TASKS TO PERFORM:
1. In the diary entries, whom did the writer finally draw after years of contemplating it?
2. Resume the diary entries after their final sentence, keeping the writer's voice and short-line style.

PASSAGE:
Thursday, October 26, 2023

Navigating through the crowds

As I was walking alongside the humans in Bugis, I felt the strong representation of myself in this world.

It occurred to me that we are all navigating through the path of life.

And we are all making infinite decisions throughout this life.

Everyone's at their own pace.

But I just can't help feeling like a snail in this rat race.

Yet I know I should stop comparing myself with this seemingly flawed society.


It's a constant battle between these two ideologies. 


How long more do I need to figure life out?

Or have I already and just need a stronger self-acceptance?


Wednesday, October 25, 2023

Angel VS Devil



Today's internal struggle was so strong.

It was really a fight between trying to be functional and not trying at all.

A fight between taking care of myself and letting myself rot.

A fight between channelling my energy to pick myself up or let the energy turn negative.


I'm not trying to say that I did a good job by choosing to take care of myself, doing things I like.

I'm just trying to say why is there a 'hurdle' to doing the things I like to do.

Why can't I just (without activation energy) do the things I like.


And just tired from the internal fight between the Angel and the Devil.


But okay, happy that I finally drew Chae Young after contemplating for years.

And It looks pretty okay to me (even though I think I'm a perfectionist).

Her left eye could be slightly bigger, the 2B shadings on the nose bridge can be darker.

Her right side of the upper lips look a bit distorted.

Shadow below her right eyebrow isn't blended properly.

Nose isn't obvious because of the lack of the nose bridge shading.

General shading of the face isn't perfect.



BUT FUCK.

IT LOOKS LIKE CHAE YOUNG.

I don't care I think I did a good job already.

For someone who didn't have any art background.


And I think that's my way of working hard for my industry too.

Keeping my creativity in check while I grow up.

And I guess that's why I keep reading books and heading to the movies too.

Just bought a fictional book too, been awhile since I read fiction.


A break from trading, Day 1.

Let's see what the next few days teach me.


Tuesday, October 24, 2023

I want to die but I want to eat tteokbokki

Just wanted to write some stuffs here while I'm feeling numb / overwhelm.

ENTRIES:
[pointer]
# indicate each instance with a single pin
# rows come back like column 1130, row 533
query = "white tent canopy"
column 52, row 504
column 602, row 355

TASK RESULTS:
1. Chae Young.

2.
I don't even know which I am feeling anymore.

Life has revolved around trading like what I said.

But it's been revolving for a good 15 months now.

And how the metaphorical representation of trading in my life is woven so deep now.

It's scary.

Like it feels like my depression / anxiety / future depends on it.

And that idea that my whole life depends on it makes it so stressful for me to trade well and logically.


I've busted my combine again after reaching 6k.

And honestly I am really tired.

I know I've said that too many times.

I don't even know what I want to say nowadays.


I am probably taking a 2 weeks break from trading?

Finally taking a break.

The last time was Grampians.

It's been half a year since I took a break lol.

But I hope this break gonna let me see life again.


Almost lifeless but also trying really hard to recover mentally.


I finished "I want to die but I want to eat tteokbokki" just yesterday.

And I remembered wanting to write down some stuffs about it.

I wrote some parts of it in my personal IG.

But I think what I'd really take away from it is the importance of human interaction.


As much as life is tough (Really tough) right now, being able to just interact with humans make me feel slightly better.

And I know I have to force myself to interact to recover.

And like what the author wrote, not just interacting with one person, but with several different people.

The author wrote about being able to talk to people when she was younger and finding it more difficult as she grew up.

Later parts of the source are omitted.